Between attending the Federal Communications Commission’s Broadband Summit and hosting our own broadband webinar last week, we are bursting with ideas on the subject. Broadband access is now viewed by many as the new digital divide. In the United States, 19 million people don’t have high-speed Internet access, and 14 million of those without access live in rural areas. While there have been many efforts by grassroots activists, tech firms and policy makers to close the digital gap, many are advocating that broadband is a human rights issue and that universal access is the only solution to the problem.
During a recent conversation on the subject, Susan Crawford, former Obama adviser and author of Captive Audiences, said that one of the main barriers to access is the high price for broadband being charged by a monopoly of telecommunications firms.
“A hundred years ago, many people thought that electricity was a luxury,” she said. “It took a decade to make sure everyone had electricity. At the time there were special interest groups that wanted to make sure only rich people had it. We succeeded as a nation because we realized that it was better for everyone’s quality of life to have electricity.”
Universal broadband access improves everyone’s quality of life by leveling the playing field for marginalized communities. Many things we do in our lives are now required to be done online, like applying for jobs and other resources or accessing health records. Furthermore, the Internet is no longer dial-up friendly. The vast majority of websites today are designed to be viewed using high-speed Internet.
But what about mobile phones? Yes, mobile technology has greatly helped to reduce the digital divide. As a matter of fact, it is expected that more people will access the Internet on their mobiles than on a PC by this year. But there are limitations to using mobiles as well, such as slower connections based on what carrier is used and smaller screens. It is also harder to type long-form documents like resumes and term papers on a mobile.
But what about public libraries? Yes, public libraries have led the path to more Internet access in marginalized communities. However, most libraries have time limits on computer use, and because many times they are not well maintained, the computers may have viruses and break easily and often. Also, some librarians are not digitally literate and are not the most useful in helping those seeking computer help, although this is changing in many communities.

_Provided material_
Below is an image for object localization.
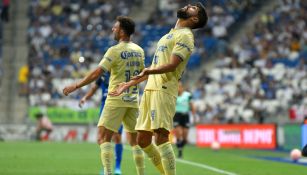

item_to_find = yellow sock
[143,144,164,174]
[132,145,145,175]
[158,142,176,175]
[100,142,114,175]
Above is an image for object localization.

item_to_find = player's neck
[118,37,131,43]
[175,19,190,29]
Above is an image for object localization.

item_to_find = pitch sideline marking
[124,147,238,175]
[176,159,238,175]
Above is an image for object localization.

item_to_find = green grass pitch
[0,142,307,175]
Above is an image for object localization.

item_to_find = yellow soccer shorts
[135,91,176,131]
[97,106,138,133]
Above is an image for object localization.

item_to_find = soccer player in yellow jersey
[109,3,208,175]
[63,17,145,175]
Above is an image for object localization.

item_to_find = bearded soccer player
[63,17,145,175]
[110,3,208,175]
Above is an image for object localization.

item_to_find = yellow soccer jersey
[145,28,194,96]
[99,42,144,108]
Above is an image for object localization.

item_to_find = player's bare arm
[79,84,99,108]
[63,67,104,96]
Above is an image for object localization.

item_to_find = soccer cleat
[114,168,122,175]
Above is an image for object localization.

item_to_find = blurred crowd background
[0,0,307,126]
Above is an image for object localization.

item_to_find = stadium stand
[28,0,307,126]
[28,0,262,109]
[193,0,307,123]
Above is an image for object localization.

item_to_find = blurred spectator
[35,113,53,141]
[1,0,10,22]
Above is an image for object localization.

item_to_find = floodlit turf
[0,142,307,175]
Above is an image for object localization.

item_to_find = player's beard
[177,8,190,19]
[114,32,119,41]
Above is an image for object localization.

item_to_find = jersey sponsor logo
[166,34,173,39]
[153,55,159,64]
[105,57,112,62]
[157,45,167,52]
[150,110,156,121]
[176,43,191,52]
[122,95,136,102]
[120,51,142,60]
[126,61,141,67]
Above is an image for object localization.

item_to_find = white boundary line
[176,159,238,175]
[124,147,238,175]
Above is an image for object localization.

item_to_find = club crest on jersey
[151,110,156,121]
[166,34,173,39]
[122,95,136,102]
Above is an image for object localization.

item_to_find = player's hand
[79,97,86,108]
[63,84,77,96]
[109,82,129,96]
[131,68,149,80]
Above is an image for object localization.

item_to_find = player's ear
[191,16,199,24]
[119,29,125,36]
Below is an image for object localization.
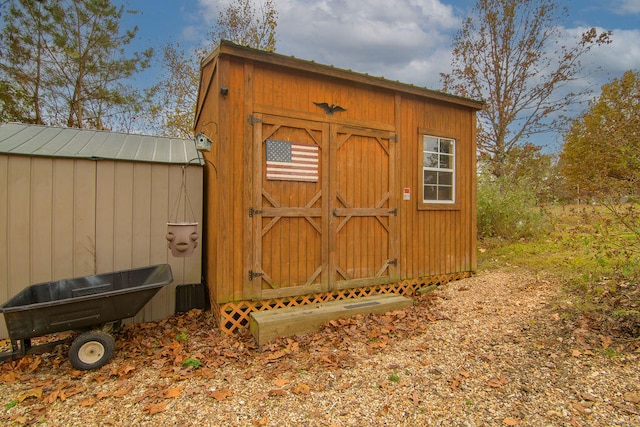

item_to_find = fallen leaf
[144,402,167,415]
[163,387,184,399]
[18,387,42,403]
[112,384,133,397]
[209,388,233,402]
[293,383,311,395]
[273,379,289,387]
[600,335,613,350]
[78,397,96,407]
[624,391,640,403]
[265,350,287,361]
[487,376,508,388]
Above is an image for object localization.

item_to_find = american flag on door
[266,139,318,182]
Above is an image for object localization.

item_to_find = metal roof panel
[0,123,203,164]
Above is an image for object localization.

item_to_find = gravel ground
[0,271,640,426]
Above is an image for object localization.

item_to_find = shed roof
[202,40,484,110]
[0,123,203,164]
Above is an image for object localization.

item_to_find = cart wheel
[69,331,115,371]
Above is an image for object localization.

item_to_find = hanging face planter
[166,222,200,257]
[166,165,200,257]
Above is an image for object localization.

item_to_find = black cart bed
[0,264,173,369]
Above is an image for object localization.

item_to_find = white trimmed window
[422,135,456,203]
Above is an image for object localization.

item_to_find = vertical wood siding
[196,47,476,303]
[0,155,203,338]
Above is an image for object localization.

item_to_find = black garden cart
[0,264,173,370]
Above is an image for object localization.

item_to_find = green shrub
[477,178,550,240]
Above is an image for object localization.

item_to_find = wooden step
[249,294,413,345]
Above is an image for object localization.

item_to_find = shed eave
[202,40,485,110]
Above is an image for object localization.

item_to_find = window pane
[438,172,453,186]
[424,185,438,200]
[422,135,456,203]
[424,136,438,153]
[424,171,438,185]
[423,153,438,168]
[438,187,453,201]
[440,139,453,154]
[439,154,453,169]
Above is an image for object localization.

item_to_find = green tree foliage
[561,71,640,201]
[149,43,203,139]
[561,70,640,260]
[211,0,278,52]
[151,0,278,138]
[0,0,153,129]
[441,0,610,177]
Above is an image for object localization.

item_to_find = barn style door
[330,125,398,289]
[250,114,397,299]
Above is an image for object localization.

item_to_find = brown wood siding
[196,45,476,303]
[0,155,203,338]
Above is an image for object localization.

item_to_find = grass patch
[478,206,640,337]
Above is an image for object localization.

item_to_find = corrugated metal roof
[0,123,203,164]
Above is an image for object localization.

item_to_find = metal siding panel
[28,158,55,283]
[113,162,134,270]
[0,155,8,339]
[145,164,171,320]
[95,161,115,273]
[51,159,76,280]
[73,160,96,276]
[6,156,31,295]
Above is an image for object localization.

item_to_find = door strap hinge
[249,270,264,282]
[249,114,264,125]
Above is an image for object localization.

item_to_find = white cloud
[617,0,640,15]
[277,0,460,88]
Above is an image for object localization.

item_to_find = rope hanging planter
[166,164,200,257]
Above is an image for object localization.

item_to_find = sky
[113,0,640,150]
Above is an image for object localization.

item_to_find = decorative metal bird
[314,102,347,116]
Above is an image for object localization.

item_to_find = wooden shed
[0,123,203,338]
[195,41,482,331]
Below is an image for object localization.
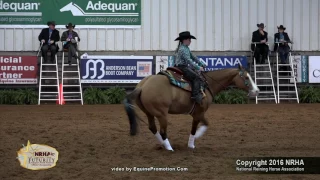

_Exercise prompt_
Copy out the full article on broadband access and the digital divide from above, word for word.

_Response_
Between attending the Federal Communications Commission’s Broadband Summit and hosting our own broadband webinar last week, we are bursting with ideas on the subject. Broadband access is now viewed by many as the new digital divide. In the United States, 19 million people don’t have high-speed Internet access, and 14 million of those without access live in rural areas. While there have been many efforts by grassroots activists, tech firms and policy makers to close the digital gap, many are advocating that broadband is a human rights issue and that universal access is the only solution to the problem.
During a recent conversation on the subject, Susan Crawford, former Obama adviser and author of Captive Audiences, said that one of the main barriers to access is the high price for broadband being charged by a monopoly of telecommunications firms.
“A hundred years ago, many people thought that electricity was a luxury,” she said. “It took a decade to make sure everyone had electricity. At the time there were special interest groups that wanted to make sure only rich people had it. We succeeded as a nation because we realized that it was better for everyone’s quality of life to have electricity.”
Universal broadband access improves everyone’s quality of life by leveling the playing field for marginalized communities. Many things we do in our lives are now required to be done online, like applying for jobs and other resources or accessing health records. Furthermore, the Internet is no longer dial-up friendly. The vast majority of websites today are designed to be viewed using high-speed Internet.
But what about mobile phones? Yes, mobile technology has greatly helped to reduce the digital divide. As a matter of fact, it is expected that more people will access the Internet on their mobiles than on a PC by this year. But there are limitations to using mobiles as well, such as slower connections based on what carrier is used and smaller screens. It is also harder to type long-form documents like resumes and term papers on a mobile.
But what about public libraries? Yes, public libraries have led the path to more Internet access in marginalized communities. However, most libraries have time limits on computer use, and because many times they are not well maintained, the computers may have viruses and break easily and often. Also, some librarians are not digitally literate and are not the most useful in helping those seeking computer help, although this is changing in many communities.